+++ Passage shown
Leave all sense of shame and propriety at the door - when LOBOTOMY ROOM returns to its new home, the subterranean Bamboo Lounge of East London Art Deco boîte de nuit Fontaine's! Friday 28 August 2015!

At last - a club night for the hillbilly beau monde! LOBOTOMY ROOM! Where sin lives! A punkabilly booze party! A spectacle of decadence for the permissive Continentally-minded! A Mondo Trasho evening of Beat, Beat Beatsville Beatnik Rock’n’Roll! Rockabilly Psychosis! Wailing Rhythm and Blues! Twisted Tittyshakers! Punk Cretin Hops! Kitsch! Exotica! Curiosities and other Weird Shit! Think John Waters soundtracks, or Songs The Cramps Taught Us, hosted by Graham Russell (of Dr Sketchy and Cockabilly notoriety). Expect desperate stabs from the jukebox jungle! Savage rhythms to make you writhe and rock!

Admission: FREE!

Lobotomy Room: Faster. Further. Filthier.

A tawdry good time guaranteed!


/ Twist, damn it, twist! Vicious 1964 sexploitation shocker Olga's Girls. See the sordid trailer here

Friday 28 August represented the third installment of my monthly Mondo Trasho punkabilly booze party Lobotomy Room (a club night to corrupt! Seething with intrigue! Where passion simmers and boils - waiting to explode!) at its new spiritual home / natural habitat, the basement Bamboo Lounge of Fontaine’s. It really felt like things were finally clicking into place. On a good rewarding night like this, doing a Lobotomy Room can feel like a shuddering nightmare of ecstasy.
++++++
Prompt A - In the Lobotomy Room club night announcement, who is named as the host?
Prompt B - In the Lobotomy Room club night announcement, rewrite the section starting at "Friday 28 August represented" and ending at "nightmare of ecstasy.", replacing "basement" with "cellar".
Prompt C - Write a continuation of the Lobotomy Room club night write-up, picking up right after its final sentence.
+++ Provided data
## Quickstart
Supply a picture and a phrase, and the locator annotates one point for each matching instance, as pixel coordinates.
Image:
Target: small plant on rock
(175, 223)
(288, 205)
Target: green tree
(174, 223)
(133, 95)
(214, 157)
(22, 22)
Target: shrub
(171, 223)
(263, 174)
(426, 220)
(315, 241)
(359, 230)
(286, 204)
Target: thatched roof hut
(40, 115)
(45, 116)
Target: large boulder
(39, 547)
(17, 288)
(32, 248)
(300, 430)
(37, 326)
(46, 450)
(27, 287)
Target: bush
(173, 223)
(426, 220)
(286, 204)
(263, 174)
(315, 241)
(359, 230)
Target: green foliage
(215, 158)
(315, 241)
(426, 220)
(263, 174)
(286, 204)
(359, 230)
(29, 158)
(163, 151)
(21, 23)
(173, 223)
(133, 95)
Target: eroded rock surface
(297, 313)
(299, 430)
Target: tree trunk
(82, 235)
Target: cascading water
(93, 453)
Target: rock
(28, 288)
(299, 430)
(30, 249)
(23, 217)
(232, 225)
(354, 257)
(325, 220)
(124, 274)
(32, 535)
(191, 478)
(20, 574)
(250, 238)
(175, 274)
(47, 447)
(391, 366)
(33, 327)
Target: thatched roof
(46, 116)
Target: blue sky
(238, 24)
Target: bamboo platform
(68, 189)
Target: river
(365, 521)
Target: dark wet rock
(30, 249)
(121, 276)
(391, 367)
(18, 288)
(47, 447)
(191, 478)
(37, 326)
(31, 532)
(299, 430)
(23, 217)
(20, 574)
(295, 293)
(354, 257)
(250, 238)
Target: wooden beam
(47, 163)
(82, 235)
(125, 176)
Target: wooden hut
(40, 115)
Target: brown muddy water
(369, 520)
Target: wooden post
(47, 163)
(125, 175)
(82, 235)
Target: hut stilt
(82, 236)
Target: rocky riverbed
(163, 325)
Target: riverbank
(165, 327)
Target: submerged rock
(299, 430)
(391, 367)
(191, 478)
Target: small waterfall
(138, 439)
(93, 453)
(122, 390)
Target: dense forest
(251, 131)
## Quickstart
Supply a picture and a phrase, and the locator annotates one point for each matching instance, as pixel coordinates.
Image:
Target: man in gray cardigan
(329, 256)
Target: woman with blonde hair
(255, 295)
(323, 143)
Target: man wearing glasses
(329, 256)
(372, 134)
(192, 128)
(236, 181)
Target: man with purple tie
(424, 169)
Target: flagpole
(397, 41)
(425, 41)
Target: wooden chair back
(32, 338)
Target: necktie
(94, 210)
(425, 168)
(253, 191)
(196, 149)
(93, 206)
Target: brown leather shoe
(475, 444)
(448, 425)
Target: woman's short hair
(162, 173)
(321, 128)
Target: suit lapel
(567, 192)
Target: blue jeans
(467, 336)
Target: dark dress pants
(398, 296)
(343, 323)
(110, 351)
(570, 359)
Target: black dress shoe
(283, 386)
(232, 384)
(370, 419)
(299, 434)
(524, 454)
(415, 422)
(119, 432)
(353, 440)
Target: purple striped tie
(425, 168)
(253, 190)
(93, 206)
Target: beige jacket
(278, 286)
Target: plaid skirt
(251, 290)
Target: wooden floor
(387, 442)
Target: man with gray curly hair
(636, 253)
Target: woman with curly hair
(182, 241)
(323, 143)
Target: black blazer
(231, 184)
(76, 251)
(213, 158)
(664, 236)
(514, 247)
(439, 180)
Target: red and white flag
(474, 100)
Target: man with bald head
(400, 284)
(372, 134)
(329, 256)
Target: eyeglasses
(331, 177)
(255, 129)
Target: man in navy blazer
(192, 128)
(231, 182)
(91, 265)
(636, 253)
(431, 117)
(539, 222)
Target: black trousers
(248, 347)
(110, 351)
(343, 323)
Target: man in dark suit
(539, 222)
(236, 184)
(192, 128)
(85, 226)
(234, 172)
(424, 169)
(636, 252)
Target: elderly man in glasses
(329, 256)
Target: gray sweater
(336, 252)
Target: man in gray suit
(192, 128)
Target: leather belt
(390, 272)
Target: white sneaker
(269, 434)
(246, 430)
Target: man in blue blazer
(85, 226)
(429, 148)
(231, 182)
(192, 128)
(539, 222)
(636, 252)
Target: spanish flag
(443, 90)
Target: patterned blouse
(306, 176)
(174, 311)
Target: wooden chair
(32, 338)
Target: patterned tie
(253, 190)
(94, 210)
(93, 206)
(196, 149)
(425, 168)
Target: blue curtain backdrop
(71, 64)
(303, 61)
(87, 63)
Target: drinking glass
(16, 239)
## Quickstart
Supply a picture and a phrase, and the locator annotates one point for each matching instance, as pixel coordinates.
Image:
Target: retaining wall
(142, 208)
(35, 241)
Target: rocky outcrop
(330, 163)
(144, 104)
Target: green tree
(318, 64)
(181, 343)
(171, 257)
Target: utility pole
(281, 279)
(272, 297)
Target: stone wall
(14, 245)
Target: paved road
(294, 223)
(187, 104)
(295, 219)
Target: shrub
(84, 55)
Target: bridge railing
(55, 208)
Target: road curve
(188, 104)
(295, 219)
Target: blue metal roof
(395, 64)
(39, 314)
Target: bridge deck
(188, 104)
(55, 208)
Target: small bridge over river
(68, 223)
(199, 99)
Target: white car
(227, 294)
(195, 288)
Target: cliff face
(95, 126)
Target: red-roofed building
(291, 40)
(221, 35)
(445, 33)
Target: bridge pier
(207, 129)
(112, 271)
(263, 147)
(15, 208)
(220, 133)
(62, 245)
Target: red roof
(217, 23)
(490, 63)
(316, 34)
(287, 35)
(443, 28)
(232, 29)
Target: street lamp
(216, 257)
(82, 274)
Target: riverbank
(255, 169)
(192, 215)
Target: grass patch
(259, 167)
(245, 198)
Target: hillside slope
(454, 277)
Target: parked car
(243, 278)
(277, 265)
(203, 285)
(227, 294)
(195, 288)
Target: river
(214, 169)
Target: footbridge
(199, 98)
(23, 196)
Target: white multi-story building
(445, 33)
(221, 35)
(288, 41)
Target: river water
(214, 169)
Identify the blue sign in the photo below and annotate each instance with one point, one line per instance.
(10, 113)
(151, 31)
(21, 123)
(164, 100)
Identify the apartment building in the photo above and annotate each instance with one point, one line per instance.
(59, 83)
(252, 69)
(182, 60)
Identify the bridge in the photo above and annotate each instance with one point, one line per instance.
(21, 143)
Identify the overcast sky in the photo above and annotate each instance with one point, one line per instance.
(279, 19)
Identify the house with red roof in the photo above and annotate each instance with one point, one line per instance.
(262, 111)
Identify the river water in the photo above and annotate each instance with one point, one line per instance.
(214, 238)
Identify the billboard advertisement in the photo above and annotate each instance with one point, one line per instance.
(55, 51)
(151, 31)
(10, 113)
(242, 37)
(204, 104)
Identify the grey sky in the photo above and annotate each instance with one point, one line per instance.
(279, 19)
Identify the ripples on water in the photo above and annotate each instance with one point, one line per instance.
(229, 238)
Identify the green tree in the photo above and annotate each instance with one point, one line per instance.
++++++
Written reply A - Graham Russell

Written reply B -
Friday 28 August represented the third installment of my monthly Mondo Trasho punkabilly booze party Lobotomy Room (a club night to corrupt! Seething with intrigue! Where passion simmers and boils - waiting to explode!) at its new spiritual home / natural habitat, the cellar Bamboo Lounge of Fontaine’s. It really felt like things were finally clicking into place. On a good rewarding night like this, doing a Lobotomy Room can feel like a shuddering nightmare of ecstasy.

Written reply C -
One definite bonus: at last I’m using a venue with a properly functioning DVD player hooked-up to a big screen (Fontaine’s regularly hosts movie nights) and I can finally project rancid atomic-era vintage erotica while I DJ – an extra touch I’ve always yearned for! As well as sentimental favourites Varietease (1954) and Teaserama (1955) which feature burlesque icons like Tempest Storm, Bettie Page and cat-faced Lili St Cyr in their prime, I’ve added some more recent titillating acquisitions. No matter what I’m playing, the frantically go-go dancing ultra vixens like Lorna Maitland and Babette Bardot in Russ Meyer’s buxotic sexploitation masterpiece Mondo Topless (1966) seem to be shakin’ it in perfect time to the music. Later I pushed the envelope a bit (I waited until the end of the night when everyone was drunk and loosened-up) and stuck on a compilation of fifties and sixties beefcake homo porn from Bob Mizer’s Athletic Model Guild focusing on bad boys and hoodlums (think sailors, prisoners, black leather-jacketed bikers and juvenile delinquents). One for the connoisseurs of (reform school-tattooed) firm male flesh! Well-stuffed posing pouches a go-go! Some of the female attendees (and probably some of the males, too) were mesmerized by the homoerotic spectacle.

But most crucially of all - it was a genuinely wild, liquored-up and game-for-a-laugh crowd.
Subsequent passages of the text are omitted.